== Prompt ==
Transcribe the records in their entirety, exactly as given.

**** Input

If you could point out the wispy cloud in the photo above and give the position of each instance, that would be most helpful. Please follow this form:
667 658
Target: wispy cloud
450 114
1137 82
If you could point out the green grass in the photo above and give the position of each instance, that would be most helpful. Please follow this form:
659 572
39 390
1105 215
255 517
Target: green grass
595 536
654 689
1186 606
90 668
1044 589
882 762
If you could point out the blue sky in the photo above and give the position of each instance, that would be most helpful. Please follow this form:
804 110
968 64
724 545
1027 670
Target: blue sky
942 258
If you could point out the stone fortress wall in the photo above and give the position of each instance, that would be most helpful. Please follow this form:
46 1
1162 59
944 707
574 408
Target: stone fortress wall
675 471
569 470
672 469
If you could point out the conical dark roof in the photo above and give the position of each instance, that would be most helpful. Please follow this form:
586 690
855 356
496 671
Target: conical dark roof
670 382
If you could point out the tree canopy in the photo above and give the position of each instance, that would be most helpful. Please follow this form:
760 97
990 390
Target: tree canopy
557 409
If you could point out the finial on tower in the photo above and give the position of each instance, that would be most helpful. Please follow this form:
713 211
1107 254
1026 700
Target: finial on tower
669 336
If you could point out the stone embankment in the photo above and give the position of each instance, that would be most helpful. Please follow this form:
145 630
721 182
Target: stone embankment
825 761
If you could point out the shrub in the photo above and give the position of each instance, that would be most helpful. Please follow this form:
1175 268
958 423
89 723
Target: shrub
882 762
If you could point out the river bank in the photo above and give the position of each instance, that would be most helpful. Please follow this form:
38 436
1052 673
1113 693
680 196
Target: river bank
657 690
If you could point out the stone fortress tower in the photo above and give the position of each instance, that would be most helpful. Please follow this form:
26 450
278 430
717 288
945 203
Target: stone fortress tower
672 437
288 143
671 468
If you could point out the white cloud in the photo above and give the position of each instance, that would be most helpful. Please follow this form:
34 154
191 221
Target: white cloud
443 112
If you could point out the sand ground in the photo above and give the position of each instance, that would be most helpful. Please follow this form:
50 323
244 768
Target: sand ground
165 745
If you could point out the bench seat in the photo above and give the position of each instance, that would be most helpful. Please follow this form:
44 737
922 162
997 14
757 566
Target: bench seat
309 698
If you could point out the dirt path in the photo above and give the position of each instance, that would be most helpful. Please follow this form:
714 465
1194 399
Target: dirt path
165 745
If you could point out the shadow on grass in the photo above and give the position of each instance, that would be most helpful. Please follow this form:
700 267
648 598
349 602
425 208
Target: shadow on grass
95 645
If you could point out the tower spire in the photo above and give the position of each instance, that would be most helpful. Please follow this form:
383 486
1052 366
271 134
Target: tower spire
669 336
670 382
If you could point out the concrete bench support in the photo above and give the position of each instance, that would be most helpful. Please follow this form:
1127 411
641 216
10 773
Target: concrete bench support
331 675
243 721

********

== Task result ==
If you could point out the wispy cloud in the photo above and give the position of each instance, that would be most helpful. Please follow this form:
667 658
Target: wispy cloud
450 114
1137 82
If you could point out the green grass in the photo above and give the position of each instance, that would be most helpful. Please follow this form:
659 572
39 390
1105 215
255 517
Target: green grass
595 536
654 689
1186 606
90 668
1044 589
882 762
If you could point out the blue sky in the photo above and give the position of each instance, that would be most helpful. Please follow this form:
804 110
968 64
724 545
1027 670
Target: blue sky
942 258
If you could point out the stone fortress wall in the photo above and give the position of each instance, that would be most helpful. Please follow this form:
46 1
1162 59
944 707
574 408
Target: stone fortress wall
675 471
569 470
672 469
If you could point out the conical dark roof in the photo above and give the position of each instance, that would be most helpful. Please follow this form:
586 690
855 356
496 671
Target: conical dark roof
670 382
If you could point out the tree canopy in the photo above and give the position of each instance, that would be most helpful. Please follow this form:
760 97
990 390
Target: tree canopy
557 409
If you could point out the finial on tower in the photo above and give the position of each instance, that would be most helpful. Please follow this form:
713 211
1107 254
1026 700
Target: finial on tower
669 336
If you could point out the stone embankment in the photo above and give the position of each instance, that would be most helpful. Please follow this form:
145 630
721 182
Target: stone embankment
825 761
If you could point out the shrub in the photo above and give the position of each instance, that would be most helpful. Please follow this form:
1175 268
958 423
89 723
Target: shrub
882 762
If you could point out the river bank in the photo above and give the position of each instance, that would be most helpful. Please follow this form:
38 436
1052 673
1113 693
680 196
Target: river bank
657 690
If you could point out the stone fortress tower in the photo above and give the position of each instance, that would be most helpful. Please follow this form:
26 450
278 430
717 288
945 203
Target: stone fortress tower
672 437
288 143
671 468
If you could point out the white cloud in the photo above and give the position of each instance, that would be most helpful. Please follow this form:
34 154
191 221
Target: white cloud
443 112
If you could point out the sand ground in the photo above and give the position of each instance, that would be most helpful. Please follow this form:
50 323
244 768
Target: sand ground
165 745
If you could point out the bench seat in the photo above and give the position of each instance, that would be most helpful. Please follow this form:
44 737
922 162
997 14
757 566
Target: bench seat
309 698
If you could point out the dirt path in the photo above and give the position of each instance, that would be most helpful. Please follow this form:
714 465
1194 399
Target: dirt path
165 745
If you could point out the shadow on grass in the photo above and give the position of each instance, that would be most helpful. Please follow this form:
700 267
648 598
349 602
425 208
Target: shadow on grass
95 645
If you could point out the tower spire in the photo above and give the position of each instance, that would be most helpful. Please follow this form:
383 486
1052 366
271 134
Target: tower spire
669 336
670 382
If you could point out the concrete bench support in the photo above and give the position of each instance, that would be most helpful. Please follow this form:
1127 411
641 216
10 773
Target: concrete bench support
331 675
243 721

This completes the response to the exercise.